> Dataset records
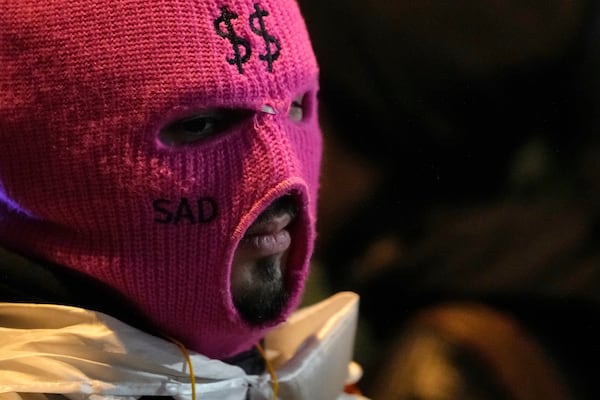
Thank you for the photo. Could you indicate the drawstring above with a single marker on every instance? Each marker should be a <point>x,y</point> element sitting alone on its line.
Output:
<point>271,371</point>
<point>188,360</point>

---

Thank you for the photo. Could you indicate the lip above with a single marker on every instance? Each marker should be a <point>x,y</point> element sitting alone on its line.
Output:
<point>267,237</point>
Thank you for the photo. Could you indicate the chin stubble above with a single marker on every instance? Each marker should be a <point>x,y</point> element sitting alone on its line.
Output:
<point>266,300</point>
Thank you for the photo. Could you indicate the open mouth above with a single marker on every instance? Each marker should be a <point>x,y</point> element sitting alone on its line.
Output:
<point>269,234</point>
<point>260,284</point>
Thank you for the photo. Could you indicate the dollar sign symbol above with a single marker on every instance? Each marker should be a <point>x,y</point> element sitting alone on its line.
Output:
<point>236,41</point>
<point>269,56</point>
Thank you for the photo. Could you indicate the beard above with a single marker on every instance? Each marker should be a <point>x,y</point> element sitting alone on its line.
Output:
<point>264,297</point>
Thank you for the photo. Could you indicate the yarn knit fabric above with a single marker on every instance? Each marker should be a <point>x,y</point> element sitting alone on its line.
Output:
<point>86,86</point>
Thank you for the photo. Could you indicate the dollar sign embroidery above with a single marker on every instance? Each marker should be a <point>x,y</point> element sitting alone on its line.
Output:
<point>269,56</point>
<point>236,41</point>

> What to produce
Copy each line of the material where "dollar" is found.

> Your response
Thank you for the photo. Could you indicate the dollar sign symbol above with a single marker on every instance? Each marker should be a <point>x,y</point> element sitting alone on its line.
Thank you for the photo. Could you indicate the dollar sign embroidery above with a single marker on every instance? Each marker should be a <point>x,y</point> element sitting alone on its line.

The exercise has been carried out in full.